*WORK TASK:* The data below should be repeated exactly and in full.
[Start of section]
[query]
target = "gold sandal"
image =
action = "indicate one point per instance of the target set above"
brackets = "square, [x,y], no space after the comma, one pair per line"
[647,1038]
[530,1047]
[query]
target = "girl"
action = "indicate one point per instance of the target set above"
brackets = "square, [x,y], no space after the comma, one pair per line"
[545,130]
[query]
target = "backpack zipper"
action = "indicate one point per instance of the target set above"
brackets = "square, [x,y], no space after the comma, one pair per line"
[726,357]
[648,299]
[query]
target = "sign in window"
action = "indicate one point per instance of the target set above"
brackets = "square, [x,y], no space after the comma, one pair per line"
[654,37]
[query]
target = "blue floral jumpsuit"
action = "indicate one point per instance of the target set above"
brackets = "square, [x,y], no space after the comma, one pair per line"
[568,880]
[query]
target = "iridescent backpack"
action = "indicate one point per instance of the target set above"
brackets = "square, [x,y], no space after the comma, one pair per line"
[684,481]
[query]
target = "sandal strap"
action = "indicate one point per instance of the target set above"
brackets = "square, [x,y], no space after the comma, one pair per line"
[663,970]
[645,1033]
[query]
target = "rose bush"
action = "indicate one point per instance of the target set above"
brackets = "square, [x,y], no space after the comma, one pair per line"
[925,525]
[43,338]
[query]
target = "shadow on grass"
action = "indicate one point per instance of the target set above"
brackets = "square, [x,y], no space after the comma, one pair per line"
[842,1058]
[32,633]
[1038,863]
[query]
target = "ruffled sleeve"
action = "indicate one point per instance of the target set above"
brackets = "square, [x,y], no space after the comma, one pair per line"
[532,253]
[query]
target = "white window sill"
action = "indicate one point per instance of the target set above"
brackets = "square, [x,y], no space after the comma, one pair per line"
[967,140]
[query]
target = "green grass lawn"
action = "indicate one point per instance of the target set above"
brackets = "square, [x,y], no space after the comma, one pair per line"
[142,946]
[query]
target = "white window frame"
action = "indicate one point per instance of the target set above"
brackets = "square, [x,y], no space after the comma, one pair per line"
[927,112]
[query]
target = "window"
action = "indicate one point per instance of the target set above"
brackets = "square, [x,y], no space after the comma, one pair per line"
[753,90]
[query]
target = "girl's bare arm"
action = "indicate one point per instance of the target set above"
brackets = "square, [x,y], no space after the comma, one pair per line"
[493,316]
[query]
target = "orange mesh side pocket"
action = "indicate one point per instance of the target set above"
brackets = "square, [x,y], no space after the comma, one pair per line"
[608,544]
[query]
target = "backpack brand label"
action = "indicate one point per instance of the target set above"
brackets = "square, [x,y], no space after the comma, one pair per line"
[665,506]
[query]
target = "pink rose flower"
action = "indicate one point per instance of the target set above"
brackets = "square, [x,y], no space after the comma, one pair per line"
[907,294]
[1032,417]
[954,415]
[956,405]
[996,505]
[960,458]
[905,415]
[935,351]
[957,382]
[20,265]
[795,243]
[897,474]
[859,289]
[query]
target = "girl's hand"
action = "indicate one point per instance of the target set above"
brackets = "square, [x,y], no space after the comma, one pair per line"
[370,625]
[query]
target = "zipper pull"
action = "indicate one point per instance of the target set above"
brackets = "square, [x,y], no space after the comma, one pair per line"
[End of section]
*EXERCISE OUTPUT:*
[query]
target = "gold sandal"
image =
action = "indicate one point per instance of the target set above"
brackets = "square, [x,y], no space after the comma, one pair per line"
[647,1038]
[530,1047]
[query]
target = "girl"
action = "indicate one point per instance of the target set above"
brackets = "square, [x,y], no space after the comma, one pair per line"
[545,130]
[query]
target = "backpack zipper"
action = "indicate one point per instance of the target set above"
brackets = "square, [x,y], no space after the comma, one pair per line"
[726,357]
[648,299]
[query]
target = "sign in window"
action = "indicate one point per instance of the target set above"
brackets = "square, [x,y], no space after the comma, one pair per line"
[654,37]
[query]
target = "blue floral jumpsuit"
action = "indicate one point per instance of the target set above"
brackets = "square, [x,y], no space after the comma, one pair per line"
[568,880]
[query]
target = "iridescent backpack"
action = "indicate one point per instance of the target set above"
brackets = "square, [x,y], no space after the comma, one pair per line"
[684,481]
[query]
target = "sandal strap"
action = "indicate one point per instance of the target set above"
brackets = "square, [x,y], no space after the comma, one pair per line"
[663,970]
[645,1033]
[query]
target = "rose bush"
action = "indicate one point per instance of the target set above"
brackets = "square, [x,y], no space after the comma, one pair per line"
[925,525]
[43,338]
[query]
target = "shadow on grass"
action = "indicate one point per instance of the target set above"
brackets = "square, [x,y], no space after the comma, one pair per line"
[842,1058]
[32,633]
[1038,863]
[query]
target = "ruffled sleeve"
action = "indicate one point per instance of the target set above"
brackets = "square, [x,y], no space after the comma, one pair per line"
[532,253]
[query]
target = "white window sill"
action = "indicate one point per instance of the target set above"
brackets = "square, [x,y], no space after the comma, one pair per line"
[967,140]
[query]
target = "green grass lawn"
action = "indicate one point per instance of the target set above"
brackets = "square, [x,y], no space after the comma, one pair per line"
[142,946]
[query]
target = "white window frame"
action = "indicate one point per instance of the target set above"
brackets = "square, [x,y], no space after the comma, one pair per line"
[927,112]
[query]
target = "window"
action = "indicate one point per instance of the target set above"
brackets = "square, [x,y], no space after the comma, one pair per line"
[753,90]
[query]
target = "girl's bare arm"
action = "indicate one point per instance of the target set above"
brackets = "square, [x,y], no space after the comma, one pair per line"
[493,316]
[query]
target = "orange mesh side pocket"
action = "indicate one point per instance of the target set above"
brackets = "square, [x,y], no space after the comma, one pair per line"
[608,544]
[query]
target = "backpack brand label"
action = "indicate one point per instance of the target set above"
brackets = "square, [x,y], no space after the comma, one pair per line"
[665,506]
[query]
target = "pink rose flower"
action = "indicate one point per instance of the target set above"
brackets = "square, [x,y], no space after the comma, one pair per line"
[907,294]
[1032,417]
[954,415]
[956,405]
[996,505]
[960,458]
[905,415]
[935,351]
[957,382]
[20,265]
[795,243]
[897,474]
[859,289]
[query]
target = "girl's hand"
action = "indicate one point per instance of the target set above"
brackets = "square, [x,y], no space after the comma, one pair per line"
[370,625]
[query]
target = "zipper pull"
action = "indicate one point per instance of the target set above"
brackets = "square, [x,y], no space after the comma, one pair per line"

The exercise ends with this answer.